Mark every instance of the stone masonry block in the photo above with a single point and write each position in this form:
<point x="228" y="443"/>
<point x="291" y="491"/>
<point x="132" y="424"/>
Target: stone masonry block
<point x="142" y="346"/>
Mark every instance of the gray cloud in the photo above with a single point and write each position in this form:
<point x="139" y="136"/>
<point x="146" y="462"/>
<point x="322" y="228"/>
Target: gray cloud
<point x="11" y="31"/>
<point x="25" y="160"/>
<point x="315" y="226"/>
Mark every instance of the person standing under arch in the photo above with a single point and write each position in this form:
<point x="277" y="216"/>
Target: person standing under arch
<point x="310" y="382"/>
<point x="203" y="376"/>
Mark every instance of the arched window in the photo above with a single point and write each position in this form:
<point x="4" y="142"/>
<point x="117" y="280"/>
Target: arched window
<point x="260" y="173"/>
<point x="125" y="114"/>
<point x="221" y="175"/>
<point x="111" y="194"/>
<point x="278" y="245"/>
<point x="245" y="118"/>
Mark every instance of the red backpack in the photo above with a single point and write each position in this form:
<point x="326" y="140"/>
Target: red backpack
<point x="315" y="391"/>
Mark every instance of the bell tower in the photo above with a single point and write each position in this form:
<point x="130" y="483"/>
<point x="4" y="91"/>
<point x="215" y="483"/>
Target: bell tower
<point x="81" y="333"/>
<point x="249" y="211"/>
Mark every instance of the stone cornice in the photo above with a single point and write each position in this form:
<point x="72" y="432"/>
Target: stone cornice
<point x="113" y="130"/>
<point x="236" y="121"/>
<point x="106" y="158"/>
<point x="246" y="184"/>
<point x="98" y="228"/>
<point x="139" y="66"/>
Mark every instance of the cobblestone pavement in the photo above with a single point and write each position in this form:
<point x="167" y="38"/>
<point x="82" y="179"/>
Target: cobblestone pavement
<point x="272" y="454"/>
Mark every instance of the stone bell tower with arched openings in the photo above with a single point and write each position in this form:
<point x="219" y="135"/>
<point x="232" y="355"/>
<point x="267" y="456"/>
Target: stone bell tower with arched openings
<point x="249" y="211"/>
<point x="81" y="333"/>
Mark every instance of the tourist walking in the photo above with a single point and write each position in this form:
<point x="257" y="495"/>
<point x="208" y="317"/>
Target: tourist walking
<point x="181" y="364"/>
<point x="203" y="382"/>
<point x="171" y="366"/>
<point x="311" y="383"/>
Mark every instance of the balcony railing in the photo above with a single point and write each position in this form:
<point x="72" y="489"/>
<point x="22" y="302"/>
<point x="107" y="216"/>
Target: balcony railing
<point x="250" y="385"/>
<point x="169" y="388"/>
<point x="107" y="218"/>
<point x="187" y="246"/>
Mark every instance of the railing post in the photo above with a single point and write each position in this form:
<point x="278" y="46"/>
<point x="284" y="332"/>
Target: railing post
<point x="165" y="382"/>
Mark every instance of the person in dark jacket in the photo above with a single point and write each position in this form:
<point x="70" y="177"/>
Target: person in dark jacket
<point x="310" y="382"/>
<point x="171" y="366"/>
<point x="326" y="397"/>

------------------------------------

* [What is needed]:
Every line of the material must be given again exactly.

* [Answer for the task]:
Mark every instance of the stone masonry block in the photo above with a single point and write each position in this form:
<point x="228" y="443"/>
<point x="291" y="491"/>
<point x="132" y="424"/>
Target: stone masonry block
<point x="142" y="346"/>
Mark every instance of the gray cloud in the photo above with a single point and write each position in this form:
<point x="139" y="136"/>
<point x="146" y="462"/>
<point x="322" y="228"/>
Target: gray cloud
<point x="11" y="31"/>
<point x="25" y="160"/>
<point x="315" y="226"/>
Mark every instance of the person standing under arch in the photo above with a single point and write each position in this form:
<point x="277" y="216"/>
Target: person standing under arch
<point x="310" y="382"/>
<point x="203" y="376"/>
Mark every instance of the arched window in the photo above with a single point and write each position in this form:
<point x="4" y="142"/>
<point x="117" y="280"/>
Target: arched window
<point x="260" y="173"/>
<point x="125" y="114"/>
<point x="221" y="175"/>
<point x="111" y="194"/>
<point x="278" y="245"/>
<point x="245" y="118"/>
Mark every instance of the red backpack in the photo above with a single point and write each position in this form:
<point x="326" y="140"/>
Target: red backpack
<point x="315" y="391"/>
Mark every instance of the bell tower in the photo above with a single point and write each position in this form:
<point x="130" y="483"/>
<point x="4" y="91"/>
<point x="215" y="483"/>
Target: bell tower
<point x="81" y="333"/>
<point x="249" y="211"/>
Mark every instance of the stone cornice in the photo above with a single point and write each position in this form:
<point x="72" y="432"/>
Target: stone cornice
<point x="113" y="130"/>
<point x="236" y="121"/>
<point x="106" y="158"/>
<point x="246" y="184"/>
<point x="98" y="228"/>
<point x="139" y="66"/>
Mark every instance of the cobblestone pavement in the photo above with a single point and write each position in this form:
<point x="167" y="38"/>
<point x="82" y="179"/>
Target: cobblestone pavement
<point x="272" y="454"/>
Mark every instance of the stone bell tower with arched openings in the photo above with a single point and write each position in this form:
<point x="219" y="135"/>
<point x="232" y="355"/>
<point x="267" y="456"/>
Target: stone bell tower with arched openings
<point x="249" y="211"/>
<point x="81" y="333"/>
Mark every instance of the tourist walking in the photo above with a single point and write each position in this form:
<point x="257" y="495"/>
<point x="208" y="317"/>
Target: tourist walking
<point x="181" y="364"/>
<point x="203" y="382"/>
<point x="171" y="366"/>
<point x="311" y="383"/>
Mark every instance of the balcony railing in the photo above with a single point and write each position in this form:
<point x="72" y="489"/>
<point x="22" y="302"/>
<point x="107" y="216"/>
Target: balcony railing
<point x="250" y="385"/>
<point x="169" y="388"/>
<point x="107" y="218"/>
<point x="187" y="246"/>
Mark every instance of the railing post in the photo above with a single point and write each position in this form:
<point x="278" y="46"/>
<point x="284" y="332"/>
Target: railing post
<point x="165" y="382"/>
Mark every instance of the person in dark jacket in the photo above with a single point and write each position in this form:
<point x="70" y="177"/>
Target: person in dark jacket
<point x="310" y="382"/>
<point x="171" y="366"/>
<point x="326" y="397"/>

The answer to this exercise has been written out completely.